---------- EXTRACT
The journey seemed to be taking forever. Manila, I was realising, is huge. It's strange that such a major city is off the radar for most people I know; no one thinks a visit is worth the effort.
I was in a taxi going from my hotel in Makati to downtown, on Roxas Boulevard - not some Frenchified thing, by the way, but a full-blown motorway. On my right was a cliff of reasonably high-rise towers (Manila can't seem to work up the energy to go really high) and on my left, well, something like salvation. For beyond the traffic and assorted obstacles I could make out the Manila Hotel, the modernist masterpiece of the Cultural Centre of the Philippines and, for moments, the sea beyond.
But first I had to see some 'sights'. Manila's old town, Intramuros, is home to the cathedral, the San Agustin Church, Fort Santiago and plazas and monuments that hark back to the city's Hispanic legacy.
The Manila Galleon is such a historical aberration, and yet is still there in the surnames, the streets, the collective memory. As I strolled down some remarkably quiet backstreets, I felt I was on a heritage island stranded in a city bent on new-build and road-build. But the blazing sunshine and humidity soon began to get to me, as I walked from bastion to bastion, tracing the old walls around the city, and something other than the heat pressed in on me - alienation, perhaps, and a sense of displacement.
Enigmas in travel are few and far between, especially when it comes to big cities. Most are overexposed in the media (New York, London, Paris), wrapped up in cliches (Edinburgh, Los Angeles, Vienna) or rammed with tourists (Bangkok, Barcelona, all of the aforementioned).
But Manila is associated with a complex set of unknowns. You arrive asking: 'Will it be safe?' The Hong Kong government has still not lowered its black travel alert on the Philippines that has been in place since the August 2010 tourist bus hijacking by a disgruntled former policeman in which eight Hongkongers died.
Walking beneath the overhangs of Leandro Locsin's Philippine International Convention Centre, I was able to retreat from the heaving city and enter into a conversation with the sublimely abstract. The cool forms of the building - Locsin was a master-pourer of concrete and a poet of tropical brutalism - made me think of Brasilia, car parks and military monuments. Nearby were the Manila Film Centre and the Cultural Centre of the Philippines. For a couple of hours I walked around, stroking the cool surfaces, lingering in the shadows and wondering, again, this architecture wasn't famous and why Locsin wasn't known as the East Asian Oscar Niemeyer.
--------------------
---------- DATASET CONTENT
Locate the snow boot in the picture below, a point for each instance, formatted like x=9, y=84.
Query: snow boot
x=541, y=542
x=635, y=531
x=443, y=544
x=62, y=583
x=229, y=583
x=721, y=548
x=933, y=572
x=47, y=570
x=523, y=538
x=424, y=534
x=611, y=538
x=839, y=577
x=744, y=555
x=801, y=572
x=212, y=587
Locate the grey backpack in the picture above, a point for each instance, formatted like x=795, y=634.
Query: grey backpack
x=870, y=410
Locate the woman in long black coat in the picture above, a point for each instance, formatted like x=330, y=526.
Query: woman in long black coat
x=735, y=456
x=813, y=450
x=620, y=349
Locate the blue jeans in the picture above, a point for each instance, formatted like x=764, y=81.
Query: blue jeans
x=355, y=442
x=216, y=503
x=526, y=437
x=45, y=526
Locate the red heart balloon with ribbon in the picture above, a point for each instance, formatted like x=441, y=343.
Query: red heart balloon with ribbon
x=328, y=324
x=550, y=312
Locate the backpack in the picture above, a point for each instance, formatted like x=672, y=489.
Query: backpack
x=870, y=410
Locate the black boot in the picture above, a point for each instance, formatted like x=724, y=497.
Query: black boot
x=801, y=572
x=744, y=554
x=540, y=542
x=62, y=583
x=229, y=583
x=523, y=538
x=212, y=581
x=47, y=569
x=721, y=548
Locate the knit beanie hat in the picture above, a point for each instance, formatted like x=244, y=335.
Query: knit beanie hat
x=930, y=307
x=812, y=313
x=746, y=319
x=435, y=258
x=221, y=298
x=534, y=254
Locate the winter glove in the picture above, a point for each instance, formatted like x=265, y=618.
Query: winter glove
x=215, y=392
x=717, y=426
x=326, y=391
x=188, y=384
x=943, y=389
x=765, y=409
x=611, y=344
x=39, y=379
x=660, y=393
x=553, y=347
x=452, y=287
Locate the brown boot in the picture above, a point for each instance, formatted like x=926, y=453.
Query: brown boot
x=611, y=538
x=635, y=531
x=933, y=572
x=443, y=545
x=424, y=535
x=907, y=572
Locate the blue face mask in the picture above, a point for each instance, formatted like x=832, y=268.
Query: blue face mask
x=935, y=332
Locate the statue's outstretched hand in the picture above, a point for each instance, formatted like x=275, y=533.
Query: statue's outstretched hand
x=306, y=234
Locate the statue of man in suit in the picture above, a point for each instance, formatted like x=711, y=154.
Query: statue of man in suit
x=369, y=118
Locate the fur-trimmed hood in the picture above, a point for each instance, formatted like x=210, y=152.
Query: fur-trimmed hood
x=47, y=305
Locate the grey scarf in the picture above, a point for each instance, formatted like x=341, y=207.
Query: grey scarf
--------------------
PROBLEMS TO SOLVE:
(a) Reproduce the passage of the Manila travel piece from "But first I" up to and including "sense of displacement.".
(b) State whether each of these statements agrees with the Manila travel piece. Answer yes or no, and quote the words that decide it. (i) The taxi traveled along Roxas Boulevard, which is a motorway. (ii) The Hong Kong government has lowered its black travel alert on the Philippines. (iii) Fort Santiago is in Intramuros.
The listing has no connection to the Manila travel piece.

TASK RESPONSES:
(a)
But first I had to see some 'sights'. Manila's old town, Intramuros, is home to the cathedral, the San Agustin Church, Fort Santiago and plazas and monuments that hark back to the city's Hispanic legacy.
The Manila Galleon is such a historical aberration, and yet is still there in the surnames, the streets, the collective memory. As I strolled down some remarkably quiet backstreets, I felt I was on a heritage island stranded in a city bent on new-build and road-build. But the blazing sunshine and humidity soon began to get to me, as I walked from bastion to bastion, tracing the old walls around the city, and something other than the heat pressed in on me - alienation, perhaps, and a sense of displacement.

(b)
(i) Yes: "on Roxas Boulevard - not some Frenchified thing, by the way, but a full-blown motorway"
(ii) No: "The Hong Kong government has still not lowered its black travel alert on the Philippines"
(iii) Yes: "Manila's old town, Intramuros, is home to the cathedral, the San Agustin Church, Fort Santiago"